Década de 1960 da contracultura marca emergência do ecologismo

Páginas da história ambiental – VI

Por José Pedro Martins

A década de 1960 foi denominada por Herbert Marcuse (1898-1979) como o do momento da “Grande Recusa”. Foi o período em que todos os fundamentos da sociedade industrial ocidental, que tinha se tornado hegemônica pós-Segunda Guerra Mundial, foram colocados em xeque. Dos partidos políticos tradicionais ao machismo igualmente tradicional, do estilo de vida consumista ao militarismo (sintetizado na Guerra do Vietnã), todos os pilares do modelo de desenvolvimento, tal como vinha sendo implementado, foram criticados, nas Universidades, organizações sociais e políticas e até na própria Igreja Católica – a Teologia da Libertação teve grande impulso após a Conferência de Medellín, do episcopado latinoamericano, em 1968. E a década de 1960 foi a da emergência do movimento ecológico ou ambientalista mundial.

# Extrato dos dados
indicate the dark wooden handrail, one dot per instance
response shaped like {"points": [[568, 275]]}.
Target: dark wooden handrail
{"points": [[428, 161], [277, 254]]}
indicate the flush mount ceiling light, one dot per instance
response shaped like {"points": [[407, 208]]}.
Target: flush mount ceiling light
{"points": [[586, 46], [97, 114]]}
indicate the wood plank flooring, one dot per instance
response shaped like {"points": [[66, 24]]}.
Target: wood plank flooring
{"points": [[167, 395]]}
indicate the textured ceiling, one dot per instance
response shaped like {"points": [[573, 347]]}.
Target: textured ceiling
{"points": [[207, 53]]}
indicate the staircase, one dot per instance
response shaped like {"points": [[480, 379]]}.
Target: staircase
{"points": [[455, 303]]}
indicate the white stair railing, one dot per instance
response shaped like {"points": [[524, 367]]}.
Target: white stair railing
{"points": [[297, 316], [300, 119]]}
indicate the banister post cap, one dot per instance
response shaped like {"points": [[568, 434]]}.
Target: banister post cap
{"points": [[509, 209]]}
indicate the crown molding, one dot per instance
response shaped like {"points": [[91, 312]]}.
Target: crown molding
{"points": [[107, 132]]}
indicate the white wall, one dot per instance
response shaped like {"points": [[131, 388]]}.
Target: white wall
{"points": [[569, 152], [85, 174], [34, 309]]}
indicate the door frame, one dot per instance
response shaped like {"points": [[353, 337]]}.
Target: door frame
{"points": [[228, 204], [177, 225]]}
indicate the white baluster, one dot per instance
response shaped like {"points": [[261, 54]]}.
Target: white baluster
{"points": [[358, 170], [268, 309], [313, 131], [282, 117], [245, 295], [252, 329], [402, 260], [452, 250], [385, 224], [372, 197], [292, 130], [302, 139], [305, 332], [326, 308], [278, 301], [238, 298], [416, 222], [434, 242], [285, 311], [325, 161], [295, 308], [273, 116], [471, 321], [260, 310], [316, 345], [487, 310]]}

# Tarefas a cumprir
A) As afirmações abaixo estão de acordo com o artigo? Responda sim ou não a cada uma e cite entre aspas as palavras do artigo que decidem.
(i) Herbert Marcuse chamou a década de 1960 de momento da "Grande Recusa".
(ii) A Conferência de Medellín aconteceu em 1978.
(iii) As críticas ao modelo de desenvolvimento ficaram restritas às universidades.
B) Responda às perguntas com base no artigo:
(i) Quem assina o artigo?
(ii) Que guerra resume o militarismo, segundo o artigo?
(iii) Que movimento surgiu no mundo na década de 1960, segundo a última frase?

# Respostas comentadas
A)
(i) Sim: "A década de 1960 foi denominada por Herbert Marcuse (1898-1979) como o do momento da “Grande Recusa”"
(ii) Não: "após a Conferência de Medellín, do episcopado latinoamericano, em 1968"
(iii) Não: "nas Universidades, organizações sociais e políticas e até na própria Igreja Católica"

B)
(i) José Pedro Martins
(ii) A Guerra do Vietnã
(iii) O movimento ecológico ou ambientalista mundial